• [Problems to solve]:
**1)** Answer these questions from the forum post, one line each:
(a) What price does the paywall charge for the paper?
(b) In which region did sorghum appear earlier than current archaeological evidence for its domestication in Africa?
(c) In which journal did Lejjua, Robertshaw & Taylor publish?
**2)** Give the surname of every author cited for published work in the forum post.
**3)** Decide whether each statement agrees with the forum post. Answer yes or no and quote the words that decide it.
(a) Sorghum is a crop indigenous to Asia.
(b) The introduction of bananas to Africa is well understood.
(c) Two primary scenarios have been proposed for how bananas reached Africa.

___ Study text

Bernard
I see Lejjua, Robertshaw & Taylor have published in Journal of Archeological Science [
www.sciencedirect.com] but the paper is behind a $31.50 paywall.
I also found an interesting paper [
lib-ojs3.lib.sfu.ca]
"The entry of bananas: Contact with Asia
Contact between Africa and Asia fueled an exchange
of crops, but the timing and nature of these transfers of
plants and technology are murky. Sorghum, a crop indigenous
to Africa, appeared in South Asia earlier than current
archaeological evidence for its domestication in Africa
(Fuller 2003). Moving in the opposite direction, the
introduction of bananas to Africa is not well understood,
although two primary scenarios have been proposed.
The first entails introduction in several waves via the In-"

______
___ Dataset records

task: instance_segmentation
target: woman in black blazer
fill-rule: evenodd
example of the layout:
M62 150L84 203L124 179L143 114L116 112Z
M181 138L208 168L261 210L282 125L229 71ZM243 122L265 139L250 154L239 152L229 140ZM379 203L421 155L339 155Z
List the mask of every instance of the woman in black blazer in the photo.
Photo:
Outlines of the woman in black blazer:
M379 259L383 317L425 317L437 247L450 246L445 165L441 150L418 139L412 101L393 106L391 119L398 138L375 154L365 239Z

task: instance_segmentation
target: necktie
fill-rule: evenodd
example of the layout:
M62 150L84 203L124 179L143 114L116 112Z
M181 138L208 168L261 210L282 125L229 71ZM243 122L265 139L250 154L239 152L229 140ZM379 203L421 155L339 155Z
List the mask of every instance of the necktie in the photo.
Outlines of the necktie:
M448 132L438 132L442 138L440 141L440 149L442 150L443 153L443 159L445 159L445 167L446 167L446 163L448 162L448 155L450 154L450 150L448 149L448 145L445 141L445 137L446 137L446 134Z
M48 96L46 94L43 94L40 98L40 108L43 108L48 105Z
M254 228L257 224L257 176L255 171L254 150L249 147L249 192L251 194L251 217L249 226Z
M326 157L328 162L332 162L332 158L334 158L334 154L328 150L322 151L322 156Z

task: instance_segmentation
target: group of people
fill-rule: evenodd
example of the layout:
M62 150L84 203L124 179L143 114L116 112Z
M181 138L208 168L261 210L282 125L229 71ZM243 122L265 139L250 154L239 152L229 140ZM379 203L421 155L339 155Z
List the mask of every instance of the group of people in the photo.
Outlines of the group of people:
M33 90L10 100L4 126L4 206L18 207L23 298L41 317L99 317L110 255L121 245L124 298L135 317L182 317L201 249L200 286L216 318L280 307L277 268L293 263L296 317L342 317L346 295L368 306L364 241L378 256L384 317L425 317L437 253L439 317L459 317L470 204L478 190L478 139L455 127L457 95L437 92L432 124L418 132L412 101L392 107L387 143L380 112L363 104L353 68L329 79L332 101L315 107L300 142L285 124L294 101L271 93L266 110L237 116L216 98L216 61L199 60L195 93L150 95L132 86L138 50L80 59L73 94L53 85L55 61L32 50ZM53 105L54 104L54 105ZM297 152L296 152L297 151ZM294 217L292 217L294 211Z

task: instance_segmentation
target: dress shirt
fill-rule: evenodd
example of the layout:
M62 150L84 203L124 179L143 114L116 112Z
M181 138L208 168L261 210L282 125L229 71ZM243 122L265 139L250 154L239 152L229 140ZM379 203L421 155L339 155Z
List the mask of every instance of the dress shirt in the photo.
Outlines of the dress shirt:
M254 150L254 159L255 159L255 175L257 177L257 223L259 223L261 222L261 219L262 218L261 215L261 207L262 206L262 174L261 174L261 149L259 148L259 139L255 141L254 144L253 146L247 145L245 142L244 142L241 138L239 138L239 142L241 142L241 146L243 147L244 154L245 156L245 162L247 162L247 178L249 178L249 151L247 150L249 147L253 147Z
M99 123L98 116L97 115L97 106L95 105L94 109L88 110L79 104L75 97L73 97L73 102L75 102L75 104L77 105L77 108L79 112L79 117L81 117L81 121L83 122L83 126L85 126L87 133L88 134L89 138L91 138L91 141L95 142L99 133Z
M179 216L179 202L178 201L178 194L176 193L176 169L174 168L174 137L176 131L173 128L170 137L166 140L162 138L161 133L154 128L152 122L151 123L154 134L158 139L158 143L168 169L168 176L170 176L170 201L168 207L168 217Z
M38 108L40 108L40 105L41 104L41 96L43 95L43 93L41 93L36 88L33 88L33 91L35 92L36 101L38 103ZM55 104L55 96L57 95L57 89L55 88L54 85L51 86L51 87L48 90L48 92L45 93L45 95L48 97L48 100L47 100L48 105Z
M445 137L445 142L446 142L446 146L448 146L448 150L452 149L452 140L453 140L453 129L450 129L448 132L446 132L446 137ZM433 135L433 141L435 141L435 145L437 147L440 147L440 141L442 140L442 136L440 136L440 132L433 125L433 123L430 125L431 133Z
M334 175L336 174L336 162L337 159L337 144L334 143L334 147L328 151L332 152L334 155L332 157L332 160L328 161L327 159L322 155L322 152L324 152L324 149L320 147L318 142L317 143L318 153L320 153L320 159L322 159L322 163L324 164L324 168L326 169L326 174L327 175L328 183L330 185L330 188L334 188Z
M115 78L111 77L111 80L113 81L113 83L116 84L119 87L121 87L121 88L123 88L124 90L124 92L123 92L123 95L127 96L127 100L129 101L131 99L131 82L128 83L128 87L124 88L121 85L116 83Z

______

• [Completed exercise]:
**1)**
(a) $31.50
(b) South Asia
(c) Journal of Archeological Science

**2)** Lejjua, Robertshaw, Taylor, Fuller

**3)**
(a) No: "Sorghum, a crop indigenous to Africa"
(b) No: "the introduction of bananas to Africa is not well understood"
(c) Yes: "two primary scenarios have been proposed"